_Task description_.
List each line of the data below that contains the word "covers". Treat uppercase and lowercase as different.

---------- Exercise input

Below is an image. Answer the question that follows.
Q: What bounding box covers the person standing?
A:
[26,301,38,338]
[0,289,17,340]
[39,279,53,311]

--------------------
---------- Exercise input

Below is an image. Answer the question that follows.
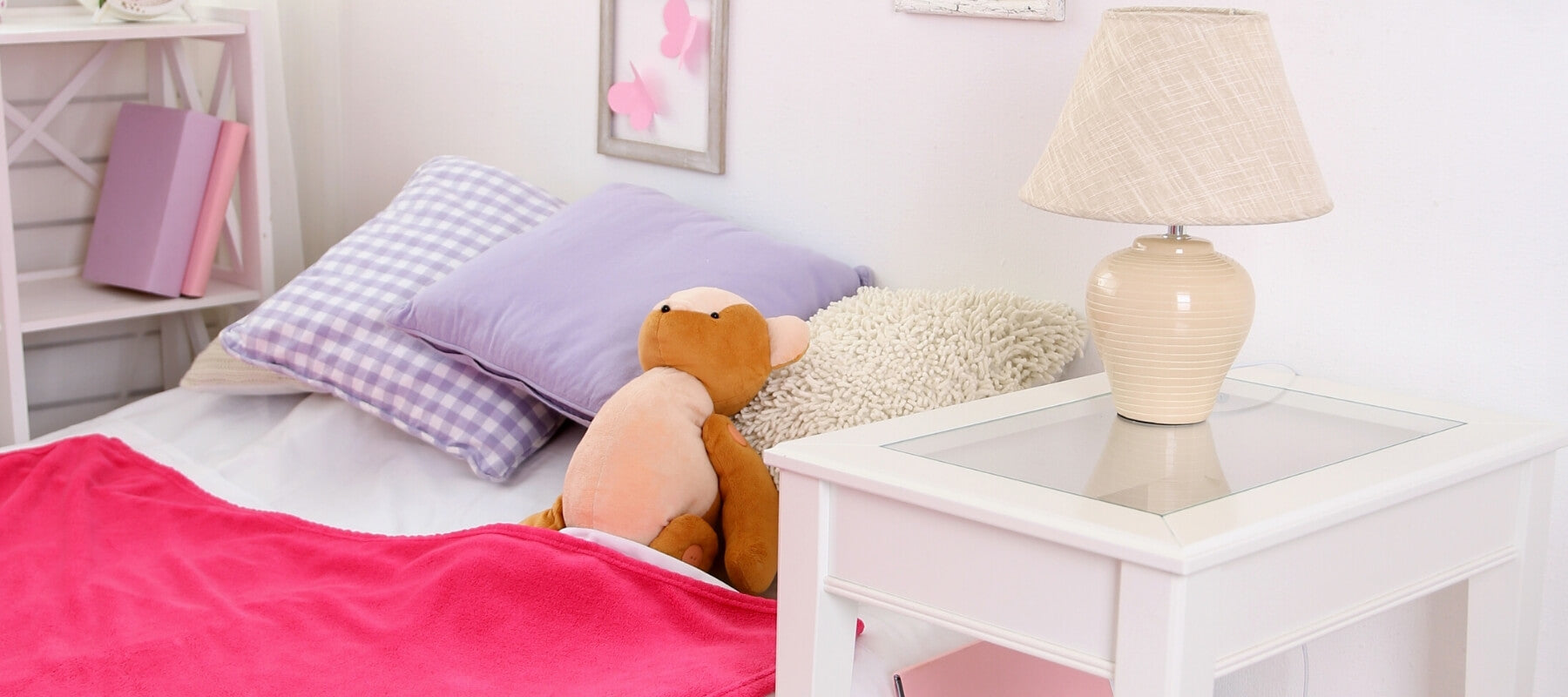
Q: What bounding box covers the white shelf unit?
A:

--------------------

_Solution to this exercise_.
Q: What bounding box covers the person standing?
Q: What bounding box covers the white shelf unit?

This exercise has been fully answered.